Exercise materials start

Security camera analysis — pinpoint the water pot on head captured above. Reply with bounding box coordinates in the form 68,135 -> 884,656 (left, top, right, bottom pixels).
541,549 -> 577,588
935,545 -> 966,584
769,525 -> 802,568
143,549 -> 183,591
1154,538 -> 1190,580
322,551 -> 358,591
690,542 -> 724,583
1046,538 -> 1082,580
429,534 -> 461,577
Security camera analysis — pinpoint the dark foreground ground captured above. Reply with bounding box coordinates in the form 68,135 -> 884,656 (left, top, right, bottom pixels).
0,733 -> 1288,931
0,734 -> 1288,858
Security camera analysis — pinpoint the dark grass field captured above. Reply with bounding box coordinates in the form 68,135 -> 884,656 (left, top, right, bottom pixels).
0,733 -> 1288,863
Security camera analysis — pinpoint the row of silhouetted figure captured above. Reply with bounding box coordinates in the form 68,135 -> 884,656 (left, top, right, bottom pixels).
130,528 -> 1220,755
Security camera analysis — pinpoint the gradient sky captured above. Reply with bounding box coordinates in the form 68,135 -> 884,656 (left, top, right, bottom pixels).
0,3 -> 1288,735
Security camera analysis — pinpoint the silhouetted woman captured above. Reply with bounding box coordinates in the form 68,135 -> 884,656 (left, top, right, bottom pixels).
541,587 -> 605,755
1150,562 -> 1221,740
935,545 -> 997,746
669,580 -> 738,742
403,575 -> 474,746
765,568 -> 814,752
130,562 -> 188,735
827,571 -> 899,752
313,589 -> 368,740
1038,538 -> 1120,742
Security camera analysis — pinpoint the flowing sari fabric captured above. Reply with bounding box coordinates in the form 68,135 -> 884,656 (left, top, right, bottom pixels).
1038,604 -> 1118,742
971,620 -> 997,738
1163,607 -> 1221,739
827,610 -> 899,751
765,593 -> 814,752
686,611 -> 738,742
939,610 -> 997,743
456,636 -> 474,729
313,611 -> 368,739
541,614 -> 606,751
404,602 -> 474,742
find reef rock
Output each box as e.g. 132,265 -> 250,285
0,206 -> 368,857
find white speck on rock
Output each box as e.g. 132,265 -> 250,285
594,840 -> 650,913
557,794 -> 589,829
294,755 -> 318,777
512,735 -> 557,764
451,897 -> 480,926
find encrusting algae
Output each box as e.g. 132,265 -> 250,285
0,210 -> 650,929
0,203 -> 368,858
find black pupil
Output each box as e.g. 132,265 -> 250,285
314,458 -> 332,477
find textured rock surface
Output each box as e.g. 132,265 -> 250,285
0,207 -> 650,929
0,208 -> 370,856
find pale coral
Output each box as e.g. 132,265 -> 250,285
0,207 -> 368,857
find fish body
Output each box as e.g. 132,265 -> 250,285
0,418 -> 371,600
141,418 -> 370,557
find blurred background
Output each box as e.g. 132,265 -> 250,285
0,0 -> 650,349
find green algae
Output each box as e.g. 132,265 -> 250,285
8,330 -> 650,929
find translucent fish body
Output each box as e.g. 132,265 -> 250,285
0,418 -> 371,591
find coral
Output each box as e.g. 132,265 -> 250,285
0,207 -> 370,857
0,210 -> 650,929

Exercise materials end

▸ **Exercise prompt**
Reproduce the rows starting at "Security camera analysis — pinpoint the flowing" and ending at "314,458 -> 332,477", substituting "stone" for "rock" and changing nothing else.

▸ **The reply**
Security camera analysis — pinpoint the flowing sari fabric captured above. Reply with bounding box coordinates in the form 68,135 -> 884,656 (left, top, right, bottom pixels).
1038,604 -> 1118,742
971,620 -> 997,738
1163,607 -> 1221,739
827,610 -> 899,751
765,593 -> 814,752
686,611 -> 738,742
939,610 -> 997,743
456,636 -> 474,729
313,611 -> 368,739
541,614 -> 606,751
404,602 -> 474,742
find reef stone
Output each box as e.g. 132,265 -> 250,285
0,206 -> 368,857
find white speck on stone
Output each box as e.g. 132,265 -> 250,285
594,840 -> 650,913
557,794 -> 589,829
294,755 -> 318,777
512,735 -> 557,764
451,897 -> 480,926
find encrusting algae
Output each box as e.g. 132,265 -> 250,285
0,210 -> 650,929
0,203 -> 368,858
find black pupil
Output each box as e.g. 132,265 -> 250,285
314,458 -> 332,477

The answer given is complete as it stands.